Entwicklung einer schlanken Distribution industrieller Filtermedien

 
Logistik
Projektteam v. l.: Clemens Lewin, Silke Scheu (Projektleitung BWF Envirotec), Pascal Windeisen, Philipp Gruber, Mona Hegele.
01.11.2019 - 06.08.2020

Projektbeschreibung

In Offingen produziert die BWF Offermann, Waldenfels & Co. KG Textilien und Kunststoffe für industrielle Anwendungen (Luftfilter). Diese werden in einem globalen Netzwerk über regionale Töchter distribuiert – ein Liefernetzwerk, das Fragen nach zentralen und dezentralen
Steuerungsregeln aufwirft. Zentrale Regeln arbeiten im Sinne eines Konzernoptimums, basieren
aber auf aufwändiger Informationsbeschaffung. Dezentrale Regelnführen zu lokalen Optima, sind aber effizienter umzusetzen. Kern der Kooperation mit BWF Envirotec war das Vorgehen bei Prognoseerstellung, das Bestellverhalten und der Umgang mit logistischen Kennzahlen.

 

Ein Kernprodukt der BWF Offermann, Waldenfels & Co. KG sind Filtermedien für die Entstaubung von Abgasen aus Industrieanlagen. Weltweit wird ein sehr breites und tiefes Produktspektrum über regional agierende Töchter produziert und vertrieben. Über die Jahre ist ein komplexes Wertschöpfungsnetzwerk entstanden. Durch die dezentrale Produktions- und Vertriebsstruktur z.B. in Russland, der Türkei, Italien, Österreich oder den USA, können die regional organisierten Töchter auf typische Bedürfnisse der Kunden vor Ort reagieren. Die Berücksichtigung von Kundenwünschen mündet in einer hohen Produktvielfalt über die gesamte Gruppe hinweg. Was im Vertrieb eine Stärke ist, wird für die Logistik zur Herausforderung.

 
Darstellung der Bestandsverwaltung
Schematische Darstellung der Zentralisierung
von Beständen und Bestandsverantwortung in
Offingen.
 

In der so entstandenen Vertriebsstruktur spiegelt sich eine klassische Fragestellung der Logistik wider: Wie gut sind dezentrale Entscheidungen im Vergleich mit einer zentralen Steuerung? Oder anders ausgedrückt: Welche Entscheidungen müssen zentral getroffen werden und welche sind besser dezentral aufgehoben?

..........

# Ihre Aufgaben
(A) Geben Sie aus dem Textauszug alles von „Entwicklung einer schlanken“ bis hinunter zu „Gruber, Mona Hegele.“ wortgetreu aus.
(B) Welchen Zeitraum nennt der Textauszug für das beschriebene Logistikprojekt?

# Gespeicherte Daten
..........

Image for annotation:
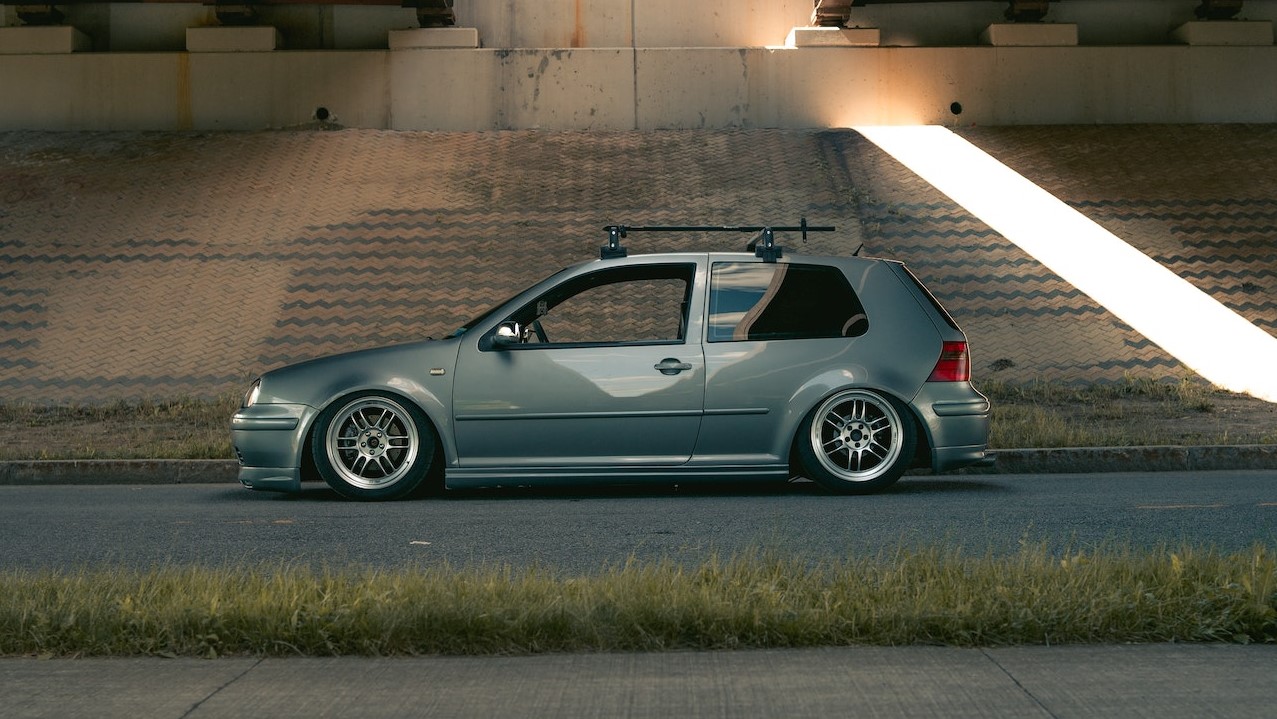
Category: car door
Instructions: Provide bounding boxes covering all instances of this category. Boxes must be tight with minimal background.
[453,258,706,470]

..........

# Lösungen
(A)
Entwicklung einer schlanken Distribution industrieller Filtermedien

 
Logistik
Projektteam v. l.: Clemens Lewin, Silke Scheu (Projektleitung BWF Envirotec), Pascal Windeisen, Philipp Gruber, Mona Hegele.

(B) Vom 01.11.2019 bis zum 06.08.2020.